— What to work on —
Can you scale the items from their start through the line holding "74 L 71 104", inclusive, and give only those lines, requests included? Multiply every path coordinate in the answers by 2.1 and round each to a whole number, with halves rounding up.

— Records —
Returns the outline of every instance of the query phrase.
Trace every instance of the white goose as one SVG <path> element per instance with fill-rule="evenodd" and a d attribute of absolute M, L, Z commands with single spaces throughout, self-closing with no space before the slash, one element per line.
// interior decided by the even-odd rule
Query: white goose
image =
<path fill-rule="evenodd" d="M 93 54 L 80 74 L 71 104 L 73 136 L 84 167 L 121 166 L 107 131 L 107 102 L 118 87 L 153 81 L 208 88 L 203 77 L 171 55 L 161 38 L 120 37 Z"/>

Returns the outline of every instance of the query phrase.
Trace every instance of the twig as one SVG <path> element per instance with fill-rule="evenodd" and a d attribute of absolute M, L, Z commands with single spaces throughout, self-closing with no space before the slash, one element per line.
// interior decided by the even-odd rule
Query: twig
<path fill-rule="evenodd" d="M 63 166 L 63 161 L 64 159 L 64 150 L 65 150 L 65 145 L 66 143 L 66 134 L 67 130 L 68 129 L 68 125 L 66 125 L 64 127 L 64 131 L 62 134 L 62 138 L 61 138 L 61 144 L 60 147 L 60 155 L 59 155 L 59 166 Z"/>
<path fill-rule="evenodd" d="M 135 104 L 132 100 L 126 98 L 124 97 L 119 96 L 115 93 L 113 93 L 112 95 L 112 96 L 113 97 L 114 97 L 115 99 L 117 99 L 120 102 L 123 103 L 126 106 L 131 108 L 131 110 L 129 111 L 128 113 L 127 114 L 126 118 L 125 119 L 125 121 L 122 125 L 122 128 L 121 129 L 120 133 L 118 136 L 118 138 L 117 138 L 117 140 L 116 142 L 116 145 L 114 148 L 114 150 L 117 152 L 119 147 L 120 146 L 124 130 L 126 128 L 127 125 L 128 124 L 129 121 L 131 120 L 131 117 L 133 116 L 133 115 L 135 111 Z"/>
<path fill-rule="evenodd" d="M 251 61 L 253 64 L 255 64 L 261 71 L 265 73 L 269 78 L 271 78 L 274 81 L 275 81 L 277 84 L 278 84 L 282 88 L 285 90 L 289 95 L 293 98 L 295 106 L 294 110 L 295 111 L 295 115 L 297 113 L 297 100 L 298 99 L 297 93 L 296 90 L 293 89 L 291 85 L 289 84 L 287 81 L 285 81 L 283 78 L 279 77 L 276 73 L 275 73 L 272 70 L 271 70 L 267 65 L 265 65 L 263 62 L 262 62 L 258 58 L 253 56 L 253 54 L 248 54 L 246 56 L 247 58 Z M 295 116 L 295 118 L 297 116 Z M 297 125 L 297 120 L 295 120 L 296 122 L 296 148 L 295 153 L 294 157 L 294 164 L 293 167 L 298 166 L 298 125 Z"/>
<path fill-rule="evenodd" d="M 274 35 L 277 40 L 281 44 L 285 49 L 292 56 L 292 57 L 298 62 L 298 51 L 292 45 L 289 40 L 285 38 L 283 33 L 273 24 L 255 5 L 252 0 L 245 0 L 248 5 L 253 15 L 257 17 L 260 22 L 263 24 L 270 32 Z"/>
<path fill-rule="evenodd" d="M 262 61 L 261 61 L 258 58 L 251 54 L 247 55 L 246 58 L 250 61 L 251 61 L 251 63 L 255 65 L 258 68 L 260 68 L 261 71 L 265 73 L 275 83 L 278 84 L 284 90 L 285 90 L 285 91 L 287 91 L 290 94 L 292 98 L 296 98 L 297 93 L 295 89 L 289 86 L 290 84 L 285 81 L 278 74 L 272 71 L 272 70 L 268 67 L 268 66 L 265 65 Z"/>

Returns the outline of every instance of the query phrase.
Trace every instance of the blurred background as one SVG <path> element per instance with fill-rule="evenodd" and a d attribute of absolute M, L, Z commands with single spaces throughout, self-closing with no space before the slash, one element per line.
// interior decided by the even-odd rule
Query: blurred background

— Answer to this exercise —
Returns the outline of every instance of the query phrase.
Trace every instance of the white goose as one SVG <path> element per instance with fill-rule="evenodd" and a d attribute of absolute M, L, Z commands with single spaces throughout, self-closing with no space before the slash, one element per line.
// interior decided by the even-odd rule
Query: white goose
image =
<path fill-rule="evenodd" d="M 195 113 L 168 155 L 149 218 L 153 286 L 176 351 L 254 349 L 225 275 L 225 214 L 248 183 L 321 170 L 437 185 L 426 162 L 359 116 L 338 80 L 252 78 Z"/>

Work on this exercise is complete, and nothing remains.